**Source material:**
----

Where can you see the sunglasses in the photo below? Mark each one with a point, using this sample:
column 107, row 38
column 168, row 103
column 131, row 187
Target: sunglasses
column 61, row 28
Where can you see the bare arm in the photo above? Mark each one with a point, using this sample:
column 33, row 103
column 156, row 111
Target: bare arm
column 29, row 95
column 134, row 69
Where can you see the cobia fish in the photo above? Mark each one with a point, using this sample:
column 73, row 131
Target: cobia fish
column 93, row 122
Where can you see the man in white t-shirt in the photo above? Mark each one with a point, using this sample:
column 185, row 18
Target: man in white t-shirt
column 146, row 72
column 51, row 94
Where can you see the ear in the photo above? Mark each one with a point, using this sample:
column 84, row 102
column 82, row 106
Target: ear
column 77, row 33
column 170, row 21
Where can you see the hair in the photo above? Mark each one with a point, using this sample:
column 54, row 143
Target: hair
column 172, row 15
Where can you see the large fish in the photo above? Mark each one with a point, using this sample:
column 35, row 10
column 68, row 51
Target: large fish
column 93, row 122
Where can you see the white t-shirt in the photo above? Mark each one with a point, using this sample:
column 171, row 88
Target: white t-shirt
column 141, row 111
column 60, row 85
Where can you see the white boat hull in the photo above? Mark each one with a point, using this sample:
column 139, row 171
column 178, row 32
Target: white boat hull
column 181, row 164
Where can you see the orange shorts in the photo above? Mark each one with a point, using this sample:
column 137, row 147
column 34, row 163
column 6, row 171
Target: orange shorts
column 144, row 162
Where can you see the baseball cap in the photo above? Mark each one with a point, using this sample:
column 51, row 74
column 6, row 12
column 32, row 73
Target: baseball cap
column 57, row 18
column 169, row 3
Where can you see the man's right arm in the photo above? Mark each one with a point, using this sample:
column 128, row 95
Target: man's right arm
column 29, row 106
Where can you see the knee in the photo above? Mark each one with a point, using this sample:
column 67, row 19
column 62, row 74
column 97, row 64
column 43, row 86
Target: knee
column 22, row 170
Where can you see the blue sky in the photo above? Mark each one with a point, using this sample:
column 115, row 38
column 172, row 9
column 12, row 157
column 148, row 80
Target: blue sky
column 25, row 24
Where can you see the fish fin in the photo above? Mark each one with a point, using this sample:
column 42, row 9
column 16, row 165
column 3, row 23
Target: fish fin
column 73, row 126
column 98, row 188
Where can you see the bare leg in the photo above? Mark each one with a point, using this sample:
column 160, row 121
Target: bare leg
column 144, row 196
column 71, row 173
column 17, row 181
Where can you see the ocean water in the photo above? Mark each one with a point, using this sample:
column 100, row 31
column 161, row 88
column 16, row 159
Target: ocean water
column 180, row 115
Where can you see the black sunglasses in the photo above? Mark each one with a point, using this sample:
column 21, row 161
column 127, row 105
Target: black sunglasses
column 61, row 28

----

**Task objective:** Copy all of the records above, reproducing every line word for word.

**Answer in full:**
Where can you see the sunglasses in the photo below? Mark each one with a point, using this sample:
column 107, row 38
column 168, row 103
column 131, row 187
Target: sunglasses
column 61, row 28
Where can you see the bare arm in the photo above? Mark each one with a point, using this sample:
column 33, row 103
column 156, row 111
Target: bare arm
column 29, row 95
column 134, row 69
Where can you see the cobia fish in the photo above? Mark each one with a point, using this sample:
column 73, row 131
Target: cobia fish
column 93, row 122
Where can you see the man in white t-shirt in the photo above? Mark each one with a point, using this sample:
column 185, row 18
Target: man in white t-shirt
column 146, row 72
column 51, row 94
Where can you see the ear in the photo above? Mark each one with a point, using this sample:
column 84, row 102
column 82, row 106
Target: ear
column 77, row 33
column 170, row 21
Where can you see the hair in the photo above? Mark each one with a point, using this sample:
column 54, row 143
Target: hair
column 172, row 15
Where can you see the large fish in the photo above? Mark each one with a point, using this sample:
column 35, row 10
column 68, row 51
Target: large fish
column 93, row 122
Where can you see the white t-shirt in the photo above? Mark each one with a point, using this sample:
column 171, row 88
Target: white t-shirt
column 141, row 111
column 60, row 85
Where can you see the white boat hull in the photo above? Mark each one with a point, using this sample:
column 139, row 171
column 178, row 32
Target: white boat hull
column 181, row 164
Where can you see the orange shorts in the photo above? Mark each one with a point, using this sample:
column 137, row 147
column 34, row 163
column 6, row 171
Target: orange shorts
column 144, row 162
Where can you see the baseball cap in the photo above? Mark each one with a point, using this sample:
column 51, row 74
column 6, row 12
column 32, row 73
Target: baseball cap
column 57, row 18
column 169, row 3
Where can you see the man's right arm in the photo above? Mark each one with a point, using this sample:
column 128, row 95
Target: man's right arm
column 29, row 106
Where can you see the knee in the photo above? Mark each one with a point, using this sample:
column 67, row 19
column 62, row 74
column 97, row 64
column 43, row 86
Target: knee
column 22, row 170
Where can you see the blue sky in the photo above? Mark each one with a point, using this sample:
column 115, row 38
column 172, row 9
column 12, row 157
column 148, row 80
Target: blue sky
column 25, row 24
Where can you see the fish fin in the photo above? Mark each one with a point, using this sample:
column 42, row 9
column 16, row 165
column 3, row 23
Target: fish fin
column 73, row 126
column 98, row 188
Where can you see the bare leg in the photo above? Mark each one with a point, using this sample:
column 160, row 121
Target: bare leg
column 144, row 196
column 71, row 173
column 17, row 181
Where can you see the ocean water in the photo above? Mark each one with a point, using this sample:
column 100, row 31
column 161, row 88
column 16, row 159
Target: ocean water
column 180, row 115
Where can you see the black sunglasses in the photo above? Mark each one with a point, using this sample:
column 21, row 161
column 127, row 105
Target: black sunglasses
column 61, row 28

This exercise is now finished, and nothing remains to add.